------ Input material ------
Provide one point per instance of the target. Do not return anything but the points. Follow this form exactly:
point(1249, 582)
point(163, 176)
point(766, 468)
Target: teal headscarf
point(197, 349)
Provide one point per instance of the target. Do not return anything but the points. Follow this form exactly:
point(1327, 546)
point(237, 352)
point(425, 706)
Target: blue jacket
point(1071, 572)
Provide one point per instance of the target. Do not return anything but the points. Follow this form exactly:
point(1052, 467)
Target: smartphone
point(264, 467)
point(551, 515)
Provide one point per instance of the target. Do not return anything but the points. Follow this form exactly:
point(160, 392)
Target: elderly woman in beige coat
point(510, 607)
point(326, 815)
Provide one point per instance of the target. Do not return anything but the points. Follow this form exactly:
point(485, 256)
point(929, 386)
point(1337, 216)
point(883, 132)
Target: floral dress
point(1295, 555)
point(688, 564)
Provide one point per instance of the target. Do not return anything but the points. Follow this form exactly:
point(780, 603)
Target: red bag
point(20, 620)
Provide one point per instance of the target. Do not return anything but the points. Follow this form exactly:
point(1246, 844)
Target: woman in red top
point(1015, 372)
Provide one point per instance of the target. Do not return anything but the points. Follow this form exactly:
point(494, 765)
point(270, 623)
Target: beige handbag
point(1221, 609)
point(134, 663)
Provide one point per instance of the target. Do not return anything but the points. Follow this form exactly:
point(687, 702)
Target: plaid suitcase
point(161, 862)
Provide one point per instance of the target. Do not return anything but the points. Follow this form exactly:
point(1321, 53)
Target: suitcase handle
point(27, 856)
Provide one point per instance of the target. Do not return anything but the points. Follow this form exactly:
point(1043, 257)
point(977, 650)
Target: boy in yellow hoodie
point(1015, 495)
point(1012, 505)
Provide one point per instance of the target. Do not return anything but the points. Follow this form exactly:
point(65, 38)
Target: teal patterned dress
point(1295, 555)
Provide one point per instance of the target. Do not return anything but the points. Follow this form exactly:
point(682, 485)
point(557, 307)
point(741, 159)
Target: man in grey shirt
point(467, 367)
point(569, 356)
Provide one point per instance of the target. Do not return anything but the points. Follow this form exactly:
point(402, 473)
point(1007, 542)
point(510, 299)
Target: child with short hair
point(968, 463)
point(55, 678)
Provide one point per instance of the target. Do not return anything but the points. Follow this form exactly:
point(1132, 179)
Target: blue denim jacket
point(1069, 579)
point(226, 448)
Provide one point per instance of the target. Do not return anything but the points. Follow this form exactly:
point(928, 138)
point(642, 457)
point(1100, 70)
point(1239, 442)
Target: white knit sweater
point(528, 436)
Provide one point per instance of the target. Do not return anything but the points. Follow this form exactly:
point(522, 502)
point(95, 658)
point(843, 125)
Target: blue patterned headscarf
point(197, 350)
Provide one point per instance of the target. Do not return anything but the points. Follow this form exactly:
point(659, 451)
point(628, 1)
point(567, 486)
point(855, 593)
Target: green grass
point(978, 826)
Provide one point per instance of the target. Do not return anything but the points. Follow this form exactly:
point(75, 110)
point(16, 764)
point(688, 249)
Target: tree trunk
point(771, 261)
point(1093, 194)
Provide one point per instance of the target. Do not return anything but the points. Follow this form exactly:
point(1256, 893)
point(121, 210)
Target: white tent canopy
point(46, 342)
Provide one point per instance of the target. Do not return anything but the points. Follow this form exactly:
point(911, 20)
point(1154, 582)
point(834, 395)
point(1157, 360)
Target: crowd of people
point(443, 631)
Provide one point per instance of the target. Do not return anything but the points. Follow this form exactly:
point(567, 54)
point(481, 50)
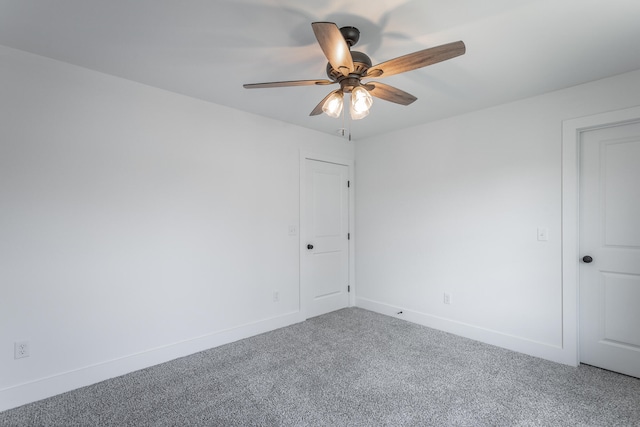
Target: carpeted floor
point(348, 368)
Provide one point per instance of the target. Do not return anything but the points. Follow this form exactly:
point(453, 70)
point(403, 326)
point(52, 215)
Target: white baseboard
point(542, 350)
point(32, 391)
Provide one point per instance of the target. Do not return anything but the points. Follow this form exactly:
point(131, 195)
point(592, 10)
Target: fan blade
point(289, 83)
point(418, 59)
point(389, 93)
point(318, 109)
point(334, 46)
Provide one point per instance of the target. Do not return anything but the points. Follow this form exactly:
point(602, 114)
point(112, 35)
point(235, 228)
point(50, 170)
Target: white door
point(610, 235)
point(325, 266)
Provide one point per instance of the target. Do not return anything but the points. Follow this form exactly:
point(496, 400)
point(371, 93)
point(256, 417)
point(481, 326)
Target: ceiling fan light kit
point(347, 68)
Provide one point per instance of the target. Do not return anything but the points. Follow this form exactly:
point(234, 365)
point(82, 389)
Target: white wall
point(136, 225)
point(454, 206)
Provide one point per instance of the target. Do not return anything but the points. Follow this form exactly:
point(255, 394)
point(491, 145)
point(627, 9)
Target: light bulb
point(360, 103)
point(332, 107)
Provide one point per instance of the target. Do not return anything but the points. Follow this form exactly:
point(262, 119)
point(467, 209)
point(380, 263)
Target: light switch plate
point(543, 234)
------
▸ Aim of the task:
Reproduce the data from its first line and stop after the line containing "point(1015, 372)", keeping the requests. Adjust every coordinate in the answers by adding -43 to it.

▸ Full solution:
Provide one point per instance of the target. Do not return anything but the points. Follow this form exactly:
point(1249, 582)
point(163, 176)
point(766, 468)
Target: teal headscarf
point(154, 306)
Provide one point per instance of the target. Do not return anything but the points. Follow this form exactly:
point(1327, 546)
point(237, 352)
point(425, 706)
Target: blue jacket
point(1028, 529)
Provide one point per instance of the target. Do not return anything but the points. Follow this form exactly:
point(1052, 467)
Target: smartphone
point(221, 424)
point(508, 472)
Provide one point per instance of the target. Do not return anything but the points. Follow this form exactly:
point(160, 392)
Target: elderly woman in beige coat
point(467, 564)
point(283, 772)
Provide one point per instance of the target. Do not return anything but the points. Follow this form exactly:
point(485, 256)
point(929, 386)
point(1337, 216)
point(883, 132)
Target: floral dress
point(1252, 512)
point(645, 521)
Provide one point per instance of the target. Do not return anything but the points. Follow this form exactly:
point(780, 603)
Target: red bag
point(-23, 577)
Provide one point per instance of the target. Do not return anything but the points. Follow this form exactly:
point(1246, 844)
Target: woman in red top
point(972, 329)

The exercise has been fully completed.